→ **PROBLEM REQUIREMENTS**: Can you transcribe every record below exactly as it appears?

→ **EXERCISE INPUTS**:

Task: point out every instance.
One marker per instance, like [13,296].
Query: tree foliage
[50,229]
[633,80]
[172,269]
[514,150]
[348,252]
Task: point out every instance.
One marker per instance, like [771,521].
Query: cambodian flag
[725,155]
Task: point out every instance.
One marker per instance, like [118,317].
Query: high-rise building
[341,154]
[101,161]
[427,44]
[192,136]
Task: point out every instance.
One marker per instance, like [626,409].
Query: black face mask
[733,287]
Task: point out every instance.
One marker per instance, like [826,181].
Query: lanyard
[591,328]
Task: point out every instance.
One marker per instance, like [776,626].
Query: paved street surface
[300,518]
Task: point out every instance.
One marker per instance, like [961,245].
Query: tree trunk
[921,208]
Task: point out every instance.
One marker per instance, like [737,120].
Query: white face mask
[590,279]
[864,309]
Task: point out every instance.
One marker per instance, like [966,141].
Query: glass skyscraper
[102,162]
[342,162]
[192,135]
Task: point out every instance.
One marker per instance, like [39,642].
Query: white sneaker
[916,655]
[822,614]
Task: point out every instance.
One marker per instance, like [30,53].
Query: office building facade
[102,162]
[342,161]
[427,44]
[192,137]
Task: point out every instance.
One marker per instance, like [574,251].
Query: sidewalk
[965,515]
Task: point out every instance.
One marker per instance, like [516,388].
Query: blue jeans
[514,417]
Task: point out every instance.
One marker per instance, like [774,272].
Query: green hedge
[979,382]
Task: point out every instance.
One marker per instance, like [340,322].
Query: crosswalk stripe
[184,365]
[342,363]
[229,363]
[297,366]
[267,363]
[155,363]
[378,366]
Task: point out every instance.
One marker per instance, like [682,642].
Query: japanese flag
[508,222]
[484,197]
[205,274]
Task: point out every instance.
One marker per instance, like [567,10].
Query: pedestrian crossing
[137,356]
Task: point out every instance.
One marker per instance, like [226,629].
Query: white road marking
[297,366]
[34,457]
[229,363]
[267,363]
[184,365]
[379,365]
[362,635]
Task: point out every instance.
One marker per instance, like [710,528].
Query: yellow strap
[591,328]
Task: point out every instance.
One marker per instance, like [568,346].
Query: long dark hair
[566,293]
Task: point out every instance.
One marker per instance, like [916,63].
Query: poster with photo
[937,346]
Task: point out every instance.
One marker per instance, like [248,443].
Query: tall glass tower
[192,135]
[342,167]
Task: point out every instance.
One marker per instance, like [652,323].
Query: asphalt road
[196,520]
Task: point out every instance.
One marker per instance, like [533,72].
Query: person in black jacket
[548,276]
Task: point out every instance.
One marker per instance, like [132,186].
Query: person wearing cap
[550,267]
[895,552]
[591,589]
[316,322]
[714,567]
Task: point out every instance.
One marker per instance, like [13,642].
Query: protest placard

→ **TASK RESULT**:
Task: point out every instance.
One marker per instance, like [13,296].
Query: tree foliage
[50,229]
[633,80]
[172,269]
[514,150]
[348,252]
Task: point out every instance.
One marker per instance, like [771,521].
Query: cambodian flag
[725,155]
Task: point out every instance.
One marker per instance, like [118,317].
Query: high-rise building
[341,154]
[101,161]
[427,44]
[192,136]
Task: point out every instance.
One marker per instance, like [626,409].
Query: black face mask
[733,287]
Task: point out every instance.
One marker per instance, like [826,181].
Query: lanyard
[591,328]
Task: point out every instance.
One marker per instance, like [776,626].
Query: paved street surface
[300,518]
Task: point out every instance.
One marker per instance, like [961,245].
Query: tree trunk
[921,208]
Task: point out every instance.
One marker per instance, like [737,120].
Query: white face mask
[590,279]
[864,309]
Task: point out every instance.
One marker per instance, like [966,141].
Query: glass skyscraper
[102,162]
[342,162]
[192,135]
Task: point out every instance.
One marker per instance, like [39,642].
Query: white sneaker
[916,655]
[822,614]
Task: point out every instance.
One marker per instance, like [30,53].
Query: office building facade
[102,162]
[342,161]
[427,44]
[192,137]
Task: point out every instance.
One marker per instance, like [574,251].
Query: sidewalk
[965,515]
Task: point out every instance.
One marker per instance, like [516,388].
Query: blue jeans
[514,417]
Task: point out every instance.
One marker per instance, like [774,272].
Query: green hedge
[979,382]
Task: point out every instance.
One marker per instance, like [340,322].
Query: crosswalk stripe
[184,365]
[342,363]
[229,363]
[297,366]
[267,363]
[155,363]
[378,366]
Task: point out every instance.
One marker per instance, like [682,642].
Query: japanese flag
[508,222]
[484,197]
[205,274]
Task: point out every instance.
One marker per instance, like [567,10].
Query: pedestrian crossing
[137,356]
Task: point out every instance.
One marker per instance, like [226,629].
Query: white road marking
[297,366]
[34,457]
[229,363]
[267,363]
[184,365]
[379,365]
[362,635]
Task: point out every instance.
One marker per instance, like [710,528].
Query: yellow strap
[591,328]
Task: point out every instance.
One marker per instance, like [568,346].
Query: long dark hair
[566,293]
Task: point out every instance.
One marker per instance, like [916,63].
Query: poster with photo
[937,346]
Task: point out every instance.
One marker per instance, like [248,443].
Query: tall glass tower
[192,135]
[342,167]
Task: point out every instance.
One marker per instance, like [652,323].
Query: asphalt road
[196,520]
Task: point out every instance.
One marker per instance, like [533,72].
Query: person in black jacket
[548,276]
Task: point out every instance.
One marker per instance, like [132,186].
Query: person wearing cap
[550,267]
[895,552]
[591,589]
[316,322]
[714,567]
Task: point out every instance.
One marker per instance, like [13,642].
Query: protest placard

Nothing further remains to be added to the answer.